━━ Listed records
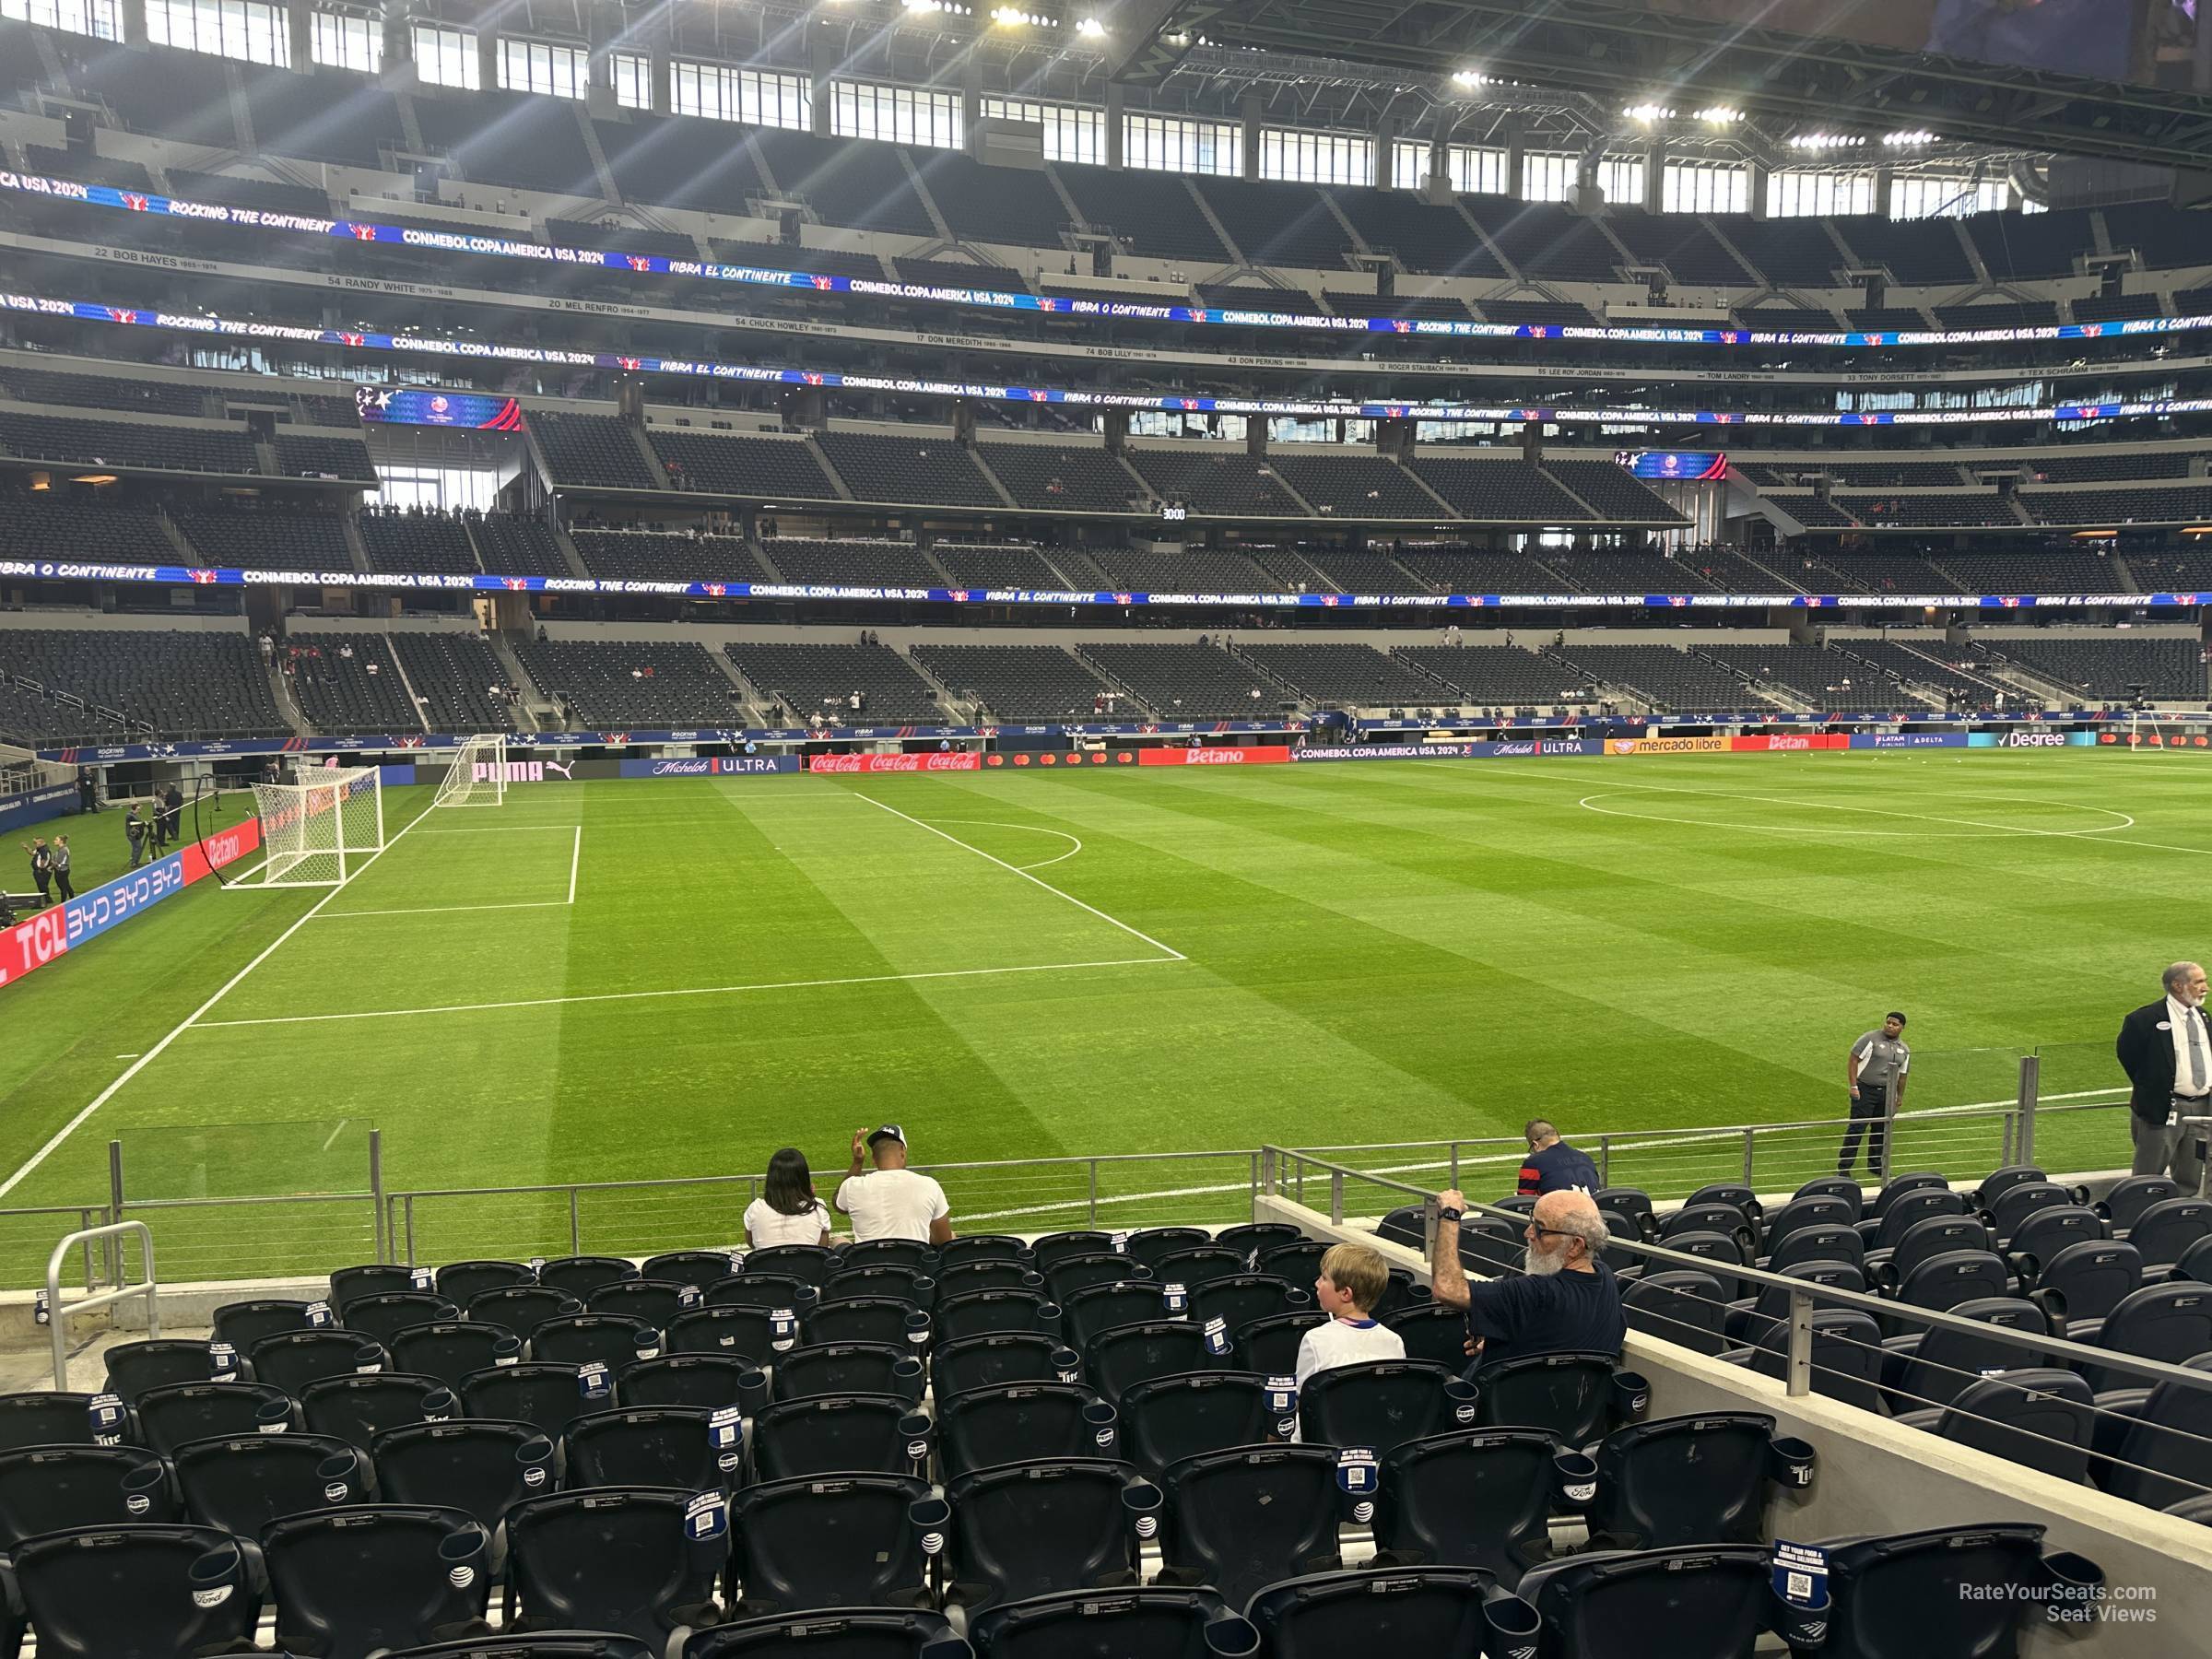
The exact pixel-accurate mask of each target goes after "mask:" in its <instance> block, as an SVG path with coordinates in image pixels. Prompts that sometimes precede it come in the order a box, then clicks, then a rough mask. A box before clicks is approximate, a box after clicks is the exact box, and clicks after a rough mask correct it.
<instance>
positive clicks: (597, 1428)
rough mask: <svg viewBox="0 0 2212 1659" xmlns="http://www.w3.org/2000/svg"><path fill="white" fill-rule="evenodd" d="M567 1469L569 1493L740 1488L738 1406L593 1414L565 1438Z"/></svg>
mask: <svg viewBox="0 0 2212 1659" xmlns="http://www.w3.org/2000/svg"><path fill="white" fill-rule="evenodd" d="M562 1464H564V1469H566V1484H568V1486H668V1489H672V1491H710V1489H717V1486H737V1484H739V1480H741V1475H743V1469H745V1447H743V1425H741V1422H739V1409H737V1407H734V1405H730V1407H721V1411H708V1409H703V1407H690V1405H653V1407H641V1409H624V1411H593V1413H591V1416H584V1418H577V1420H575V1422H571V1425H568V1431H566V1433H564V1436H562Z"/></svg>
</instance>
━━━━
» Task requirements
The complete material, set down exactly and stripped of pictures, is the expected response.

» Expected answer
The exact pixel-accurate mask of each target goes after "mask:" in its <instance> block, as an SVG path with coordinates in image pixels. Prompts that sometimes precede it come in the order a box, then clicks, then a rough mask. A box before clicks is approximate, a box after clicks is the exact box, and clicks after a rough mask correct it.
<instance>
positive clicks: (597, 1428)
rough mask: <svg viewBox="0 0 2212 1659" xmlns="http://www.w3.org/2000/svg"><path fill="white" fill-rule="evenodd" d="M567 1469L569 1493L740 1488L738 1406L593 1414L565 1438Z"/></svg>
mask: <svg viewBox="0 0 2212 1659" xmlns="http://www.w3.org/2000/svg"><path fill="white" fill-rule="evenodd" d="M562 1464H564V1469H566V1484H568V1486H668V1489H672V1491H710V1489H717V1486H737V1484H739V1480H741V1475H743V1469H745V1447H743V1425H741V1422H739V1409H737V1407H734V1405H730V1407H721V1411H708V1409H703V1407H690V1405H653V1407H641V1409H624V1411H593V1413H591V1416H584V1418H577V1420H575V1422H571V1425H568V1431H566V1433H564V1436H562Z"/></svg>
</instance>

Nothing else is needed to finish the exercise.